[Problem details]
Gather every line of the material below that contains the string "task", treating uppercase and lowercase letters as distinct.

*** Data listing

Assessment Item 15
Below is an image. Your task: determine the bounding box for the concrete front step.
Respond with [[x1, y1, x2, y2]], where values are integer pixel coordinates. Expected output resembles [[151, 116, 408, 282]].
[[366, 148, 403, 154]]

******
*** Data listing

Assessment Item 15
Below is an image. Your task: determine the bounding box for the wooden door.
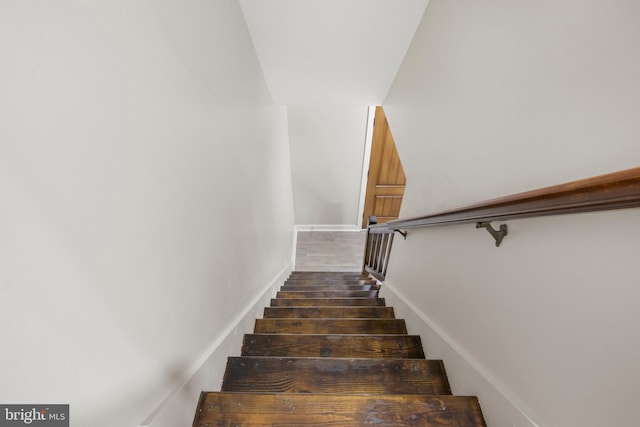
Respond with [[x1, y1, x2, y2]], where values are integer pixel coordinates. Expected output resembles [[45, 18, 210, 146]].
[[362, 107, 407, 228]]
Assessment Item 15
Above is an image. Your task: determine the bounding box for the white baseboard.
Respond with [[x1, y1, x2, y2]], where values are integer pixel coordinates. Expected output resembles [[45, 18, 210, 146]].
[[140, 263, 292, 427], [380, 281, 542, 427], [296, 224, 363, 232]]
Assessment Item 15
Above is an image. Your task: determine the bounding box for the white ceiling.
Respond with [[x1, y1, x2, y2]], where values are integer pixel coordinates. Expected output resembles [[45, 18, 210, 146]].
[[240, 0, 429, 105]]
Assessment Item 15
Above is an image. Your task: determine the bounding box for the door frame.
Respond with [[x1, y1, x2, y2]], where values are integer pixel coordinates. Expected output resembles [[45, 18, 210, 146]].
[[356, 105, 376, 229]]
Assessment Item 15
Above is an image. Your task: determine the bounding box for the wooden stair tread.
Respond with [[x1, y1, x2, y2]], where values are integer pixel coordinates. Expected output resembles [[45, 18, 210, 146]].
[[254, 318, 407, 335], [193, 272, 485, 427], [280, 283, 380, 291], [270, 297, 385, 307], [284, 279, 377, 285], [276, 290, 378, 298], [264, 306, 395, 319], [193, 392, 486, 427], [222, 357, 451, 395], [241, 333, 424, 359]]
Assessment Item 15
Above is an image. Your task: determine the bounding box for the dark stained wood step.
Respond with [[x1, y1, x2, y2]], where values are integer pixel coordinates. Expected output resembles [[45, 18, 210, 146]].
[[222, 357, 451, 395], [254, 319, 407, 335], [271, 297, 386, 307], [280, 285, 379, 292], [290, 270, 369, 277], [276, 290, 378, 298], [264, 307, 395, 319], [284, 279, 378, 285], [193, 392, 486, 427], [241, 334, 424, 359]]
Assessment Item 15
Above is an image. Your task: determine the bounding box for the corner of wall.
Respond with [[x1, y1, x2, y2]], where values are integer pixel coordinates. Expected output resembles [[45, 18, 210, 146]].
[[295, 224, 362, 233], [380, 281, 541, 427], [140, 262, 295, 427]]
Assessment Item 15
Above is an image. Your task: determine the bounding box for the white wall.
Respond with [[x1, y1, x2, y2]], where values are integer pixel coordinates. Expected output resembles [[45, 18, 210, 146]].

******

[Exercise response]
Below is an image. Your task: determine the bounding box for the concrete front step.
Below is an image. Your task: determine the bounding box for the wooden door.
Above is an image. Your task: determine the bounding box for the white baseboard.
Above is an image. Your task: determine the bounding box for the white ceiling.
Above is an image. Your task: determine the bounding box for the door frame.
Above is an image. Your task: determine the bounding box for the wooden stair tread.
Above is an image. Your task: determine the bounding box for the dark stained wood step.
Above is an image. Your task: determine the bounding box for the corner of wall.
Above is an image. Your task: determine the bounding box for the white wall.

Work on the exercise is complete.